> [Exercise goal]: Extract every line of the listing below that contains the string "green". Matching is case-sensitive.

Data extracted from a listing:
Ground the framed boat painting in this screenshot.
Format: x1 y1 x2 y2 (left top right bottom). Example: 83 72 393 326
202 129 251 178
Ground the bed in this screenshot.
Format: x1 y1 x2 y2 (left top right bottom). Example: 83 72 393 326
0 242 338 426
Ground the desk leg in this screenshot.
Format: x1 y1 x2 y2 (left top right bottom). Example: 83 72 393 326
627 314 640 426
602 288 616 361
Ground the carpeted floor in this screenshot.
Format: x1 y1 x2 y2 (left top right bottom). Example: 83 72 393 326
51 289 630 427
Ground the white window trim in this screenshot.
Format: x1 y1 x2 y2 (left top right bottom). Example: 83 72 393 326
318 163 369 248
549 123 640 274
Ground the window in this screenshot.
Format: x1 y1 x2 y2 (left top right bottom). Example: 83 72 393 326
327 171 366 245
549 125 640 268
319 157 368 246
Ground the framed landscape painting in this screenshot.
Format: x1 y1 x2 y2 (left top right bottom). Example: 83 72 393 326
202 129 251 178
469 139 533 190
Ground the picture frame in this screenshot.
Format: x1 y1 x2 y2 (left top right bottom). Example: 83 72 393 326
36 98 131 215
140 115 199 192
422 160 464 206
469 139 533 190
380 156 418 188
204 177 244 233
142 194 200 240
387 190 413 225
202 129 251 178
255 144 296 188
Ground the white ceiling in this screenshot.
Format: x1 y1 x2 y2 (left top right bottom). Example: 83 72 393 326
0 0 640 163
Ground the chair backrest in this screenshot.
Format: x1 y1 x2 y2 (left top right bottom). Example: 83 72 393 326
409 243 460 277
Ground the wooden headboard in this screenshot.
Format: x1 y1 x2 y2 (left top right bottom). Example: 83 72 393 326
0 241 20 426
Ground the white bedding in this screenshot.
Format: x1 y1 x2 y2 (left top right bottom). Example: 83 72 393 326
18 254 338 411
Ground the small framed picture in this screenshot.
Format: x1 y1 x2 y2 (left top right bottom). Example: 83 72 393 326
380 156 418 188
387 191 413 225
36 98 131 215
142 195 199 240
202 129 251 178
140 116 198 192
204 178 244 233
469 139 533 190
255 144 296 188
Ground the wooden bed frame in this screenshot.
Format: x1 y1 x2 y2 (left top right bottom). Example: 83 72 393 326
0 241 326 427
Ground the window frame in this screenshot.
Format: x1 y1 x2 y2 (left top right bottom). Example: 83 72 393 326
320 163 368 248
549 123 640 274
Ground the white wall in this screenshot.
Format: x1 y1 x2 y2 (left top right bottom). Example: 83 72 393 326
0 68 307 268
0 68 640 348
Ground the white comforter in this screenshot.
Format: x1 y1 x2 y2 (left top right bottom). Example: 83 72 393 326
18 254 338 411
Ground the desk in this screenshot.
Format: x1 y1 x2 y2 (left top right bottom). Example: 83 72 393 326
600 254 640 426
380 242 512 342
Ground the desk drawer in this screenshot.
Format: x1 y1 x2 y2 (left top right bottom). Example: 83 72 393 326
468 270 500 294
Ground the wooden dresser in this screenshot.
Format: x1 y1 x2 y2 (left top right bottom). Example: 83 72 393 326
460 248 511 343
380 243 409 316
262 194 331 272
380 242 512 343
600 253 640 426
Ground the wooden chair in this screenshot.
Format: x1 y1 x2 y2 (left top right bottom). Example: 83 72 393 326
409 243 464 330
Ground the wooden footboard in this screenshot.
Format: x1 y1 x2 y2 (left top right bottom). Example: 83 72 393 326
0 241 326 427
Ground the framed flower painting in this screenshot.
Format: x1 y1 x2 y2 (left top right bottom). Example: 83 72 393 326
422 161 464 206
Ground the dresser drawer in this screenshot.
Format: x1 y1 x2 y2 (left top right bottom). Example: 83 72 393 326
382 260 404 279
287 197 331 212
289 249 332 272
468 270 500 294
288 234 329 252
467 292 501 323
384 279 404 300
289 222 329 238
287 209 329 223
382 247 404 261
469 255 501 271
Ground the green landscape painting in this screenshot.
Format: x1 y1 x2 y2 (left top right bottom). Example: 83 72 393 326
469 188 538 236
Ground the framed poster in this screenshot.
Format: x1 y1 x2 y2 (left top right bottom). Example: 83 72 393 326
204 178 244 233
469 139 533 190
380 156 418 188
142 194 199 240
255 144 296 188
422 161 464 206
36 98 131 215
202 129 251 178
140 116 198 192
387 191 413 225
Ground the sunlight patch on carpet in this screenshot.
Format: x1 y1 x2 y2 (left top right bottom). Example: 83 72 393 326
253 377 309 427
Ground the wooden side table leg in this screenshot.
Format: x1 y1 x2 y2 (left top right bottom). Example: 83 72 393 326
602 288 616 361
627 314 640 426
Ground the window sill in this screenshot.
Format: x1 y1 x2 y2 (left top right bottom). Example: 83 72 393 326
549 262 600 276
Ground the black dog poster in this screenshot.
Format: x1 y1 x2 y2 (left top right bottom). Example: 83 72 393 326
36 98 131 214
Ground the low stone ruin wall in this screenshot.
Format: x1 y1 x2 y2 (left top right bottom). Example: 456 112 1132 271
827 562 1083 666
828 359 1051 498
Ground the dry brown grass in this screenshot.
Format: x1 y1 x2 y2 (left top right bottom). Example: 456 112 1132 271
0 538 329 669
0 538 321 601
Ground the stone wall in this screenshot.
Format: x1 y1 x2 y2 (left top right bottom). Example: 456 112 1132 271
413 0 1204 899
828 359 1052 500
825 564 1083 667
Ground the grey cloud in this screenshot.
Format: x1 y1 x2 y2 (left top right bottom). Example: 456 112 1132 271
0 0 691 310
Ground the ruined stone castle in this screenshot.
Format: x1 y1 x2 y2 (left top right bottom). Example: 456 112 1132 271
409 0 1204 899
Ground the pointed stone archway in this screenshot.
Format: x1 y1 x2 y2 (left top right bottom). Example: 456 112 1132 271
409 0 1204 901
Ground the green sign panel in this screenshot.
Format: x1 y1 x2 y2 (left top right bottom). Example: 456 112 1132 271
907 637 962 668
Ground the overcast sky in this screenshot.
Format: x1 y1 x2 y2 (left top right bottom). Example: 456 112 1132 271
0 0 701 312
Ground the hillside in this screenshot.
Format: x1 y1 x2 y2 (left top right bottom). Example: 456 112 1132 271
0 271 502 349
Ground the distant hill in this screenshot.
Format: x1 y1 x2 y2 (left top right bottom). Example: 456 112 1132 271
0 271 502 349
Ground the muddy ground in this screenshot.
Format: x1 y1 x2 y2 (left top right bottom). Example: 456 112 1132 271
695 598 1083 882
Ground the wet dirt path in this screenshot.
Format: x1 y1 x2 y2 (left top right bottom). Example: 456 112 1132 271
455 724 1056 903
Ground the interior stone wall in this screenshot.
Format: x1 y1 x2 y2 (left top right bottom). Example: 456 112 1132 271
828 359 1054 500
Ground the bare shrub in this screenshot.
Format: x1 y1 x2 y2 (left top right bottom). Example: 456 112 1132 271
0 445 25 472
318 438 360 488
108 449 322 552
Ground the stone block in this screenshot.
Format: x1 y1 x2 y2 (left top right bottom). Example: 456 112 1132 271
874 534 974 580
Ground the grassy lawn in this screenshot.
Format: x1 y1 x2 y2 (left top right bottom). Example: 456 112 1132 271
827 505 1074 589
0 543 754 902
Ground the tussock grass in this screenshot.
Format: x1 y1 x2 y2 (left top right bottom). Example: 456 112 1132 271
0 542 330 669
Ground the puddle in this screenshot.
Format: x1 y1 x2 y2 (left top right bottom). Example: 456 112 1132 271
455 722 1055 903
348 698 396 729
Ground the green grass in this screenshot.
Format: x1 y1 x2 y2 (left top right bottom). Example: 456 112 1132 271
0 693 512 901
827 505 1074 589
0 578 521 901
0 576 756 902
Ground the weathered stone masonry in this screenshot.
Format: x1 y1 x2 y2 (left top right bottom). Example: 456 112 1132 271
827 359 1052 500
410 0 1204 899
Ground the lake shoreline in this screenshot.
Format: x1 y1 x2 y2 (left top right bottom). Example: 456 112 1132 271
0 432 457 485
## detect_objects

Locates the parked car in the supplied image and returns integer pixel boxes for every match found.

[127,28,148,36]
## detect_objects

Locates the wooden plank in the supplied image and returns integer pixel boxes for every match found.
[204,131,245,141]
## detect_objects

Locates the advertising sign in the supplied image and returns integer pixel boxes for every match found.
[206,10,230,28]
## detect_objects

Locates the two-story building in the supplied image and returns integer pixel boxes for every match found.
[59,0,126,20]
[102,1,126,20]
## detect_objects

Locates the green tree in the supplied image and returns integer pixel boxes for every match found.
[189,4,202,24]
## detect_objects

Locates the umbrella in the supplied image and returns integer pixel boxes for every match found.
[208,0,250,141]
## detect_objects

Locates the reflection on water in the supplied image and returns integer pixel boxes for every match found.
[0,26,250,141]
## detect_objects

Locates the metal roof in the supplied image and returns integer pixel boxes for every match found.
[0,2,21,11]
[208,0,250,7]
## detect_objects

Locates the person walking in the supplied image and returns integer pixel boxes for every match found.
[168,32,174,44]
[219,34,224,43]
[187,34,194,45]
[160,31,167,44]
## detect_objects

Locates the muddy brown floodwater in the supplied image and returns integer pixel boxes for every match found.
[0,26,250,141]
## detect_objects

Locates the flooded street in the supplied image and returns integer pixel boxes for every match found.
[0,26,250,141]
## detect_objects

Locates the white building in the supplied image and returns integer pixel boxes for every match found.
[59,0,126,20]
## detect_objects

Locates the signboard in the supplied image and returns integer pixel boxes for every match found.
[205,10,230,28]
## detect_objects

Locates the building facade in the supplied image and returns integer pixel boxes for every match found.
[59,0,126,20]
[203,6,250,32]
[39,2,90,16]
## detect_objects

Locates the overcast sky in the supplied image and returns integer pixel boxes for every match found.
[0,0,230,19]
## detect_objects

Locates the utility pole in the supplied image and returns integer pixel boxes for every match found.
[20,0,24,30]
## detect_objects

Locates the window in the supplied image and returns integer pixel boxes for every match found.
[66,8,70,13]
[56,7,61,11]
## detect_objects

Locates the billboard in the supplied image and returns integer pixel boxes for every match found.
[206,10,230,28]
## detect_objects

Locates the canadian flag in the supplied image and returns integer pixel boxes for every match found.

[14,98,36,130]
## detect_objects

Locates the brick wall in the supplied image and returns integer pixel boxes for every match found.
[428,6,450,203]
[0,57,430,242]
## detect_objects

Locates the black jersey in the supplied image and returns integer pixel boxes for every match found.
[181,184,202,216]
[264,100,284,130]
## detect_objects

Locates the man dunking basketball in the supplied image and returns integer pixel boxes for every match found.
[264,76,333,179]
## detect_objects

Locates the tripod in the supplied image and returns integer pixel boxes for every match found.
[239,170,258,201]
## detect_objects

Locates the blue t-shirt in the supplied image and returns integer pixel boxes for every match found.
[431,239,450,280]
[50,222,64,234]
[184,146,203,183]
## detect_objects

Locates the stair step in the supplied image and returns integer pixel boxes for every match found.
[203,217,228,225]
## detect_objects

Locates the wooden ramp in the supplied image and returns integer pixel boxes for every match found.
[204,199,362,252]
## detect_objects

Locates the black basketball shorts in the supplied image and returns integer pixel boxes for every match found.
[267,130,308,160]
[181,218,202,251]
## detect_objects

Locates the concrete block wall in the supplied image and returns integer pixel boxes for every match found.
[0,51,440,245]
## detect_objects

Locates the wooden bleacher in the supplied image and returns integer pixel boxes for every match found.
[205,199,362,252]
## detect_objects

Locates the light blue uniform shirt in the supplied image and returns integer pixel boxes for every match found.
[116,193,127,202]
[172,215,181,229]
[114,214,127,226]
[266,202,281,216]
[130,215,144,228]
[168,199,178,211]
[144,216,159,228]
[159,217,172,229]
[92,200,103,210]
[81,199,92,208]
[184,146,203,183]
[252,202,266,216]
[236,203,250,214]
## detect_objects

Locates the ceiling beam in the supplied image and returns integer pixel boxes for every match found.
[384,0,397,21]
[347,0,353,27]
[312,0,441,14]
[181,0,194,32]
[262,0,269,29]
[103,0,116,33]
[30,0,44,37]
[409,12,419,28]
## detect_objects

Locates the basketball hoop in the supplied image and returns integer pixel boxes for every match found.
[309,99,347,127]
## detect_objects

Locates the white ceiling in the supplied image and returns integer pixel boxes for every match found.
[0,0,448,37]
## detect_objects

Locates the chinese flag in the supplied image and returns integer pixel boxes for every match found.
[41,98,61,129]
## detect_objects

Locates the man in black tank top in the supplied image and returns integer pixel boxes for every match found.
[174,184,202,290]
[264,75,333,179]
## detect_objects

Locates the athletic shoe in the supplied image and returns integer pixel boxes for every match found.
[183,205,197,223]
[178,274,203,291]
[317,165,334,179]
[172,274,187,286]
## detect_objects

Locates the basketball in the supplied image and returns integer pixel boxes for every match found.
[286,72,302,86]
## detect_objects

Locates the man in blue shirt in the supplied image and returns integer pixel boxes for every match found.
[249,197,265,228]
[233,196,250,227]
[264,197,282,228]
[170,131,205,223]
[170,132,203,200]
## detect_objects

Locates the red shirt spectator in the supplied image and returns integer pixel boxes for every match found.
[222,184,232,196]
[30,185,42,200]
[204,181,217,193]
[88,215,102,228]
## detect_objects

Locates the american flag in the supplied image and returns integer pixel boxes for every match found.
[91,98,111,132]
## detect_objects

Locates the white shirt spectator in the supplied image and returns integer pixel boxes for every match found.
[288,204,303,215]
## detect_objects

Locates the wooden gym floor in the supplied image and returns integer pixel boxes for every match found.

> [Result below]:
Ground the green landscape painting in this screenshot.
Ground the green sign panel in this screenshot.
Ground the green grass in this screenshot.
Locates the green tree in the supplied image and returns integer pixel boxes for every match found.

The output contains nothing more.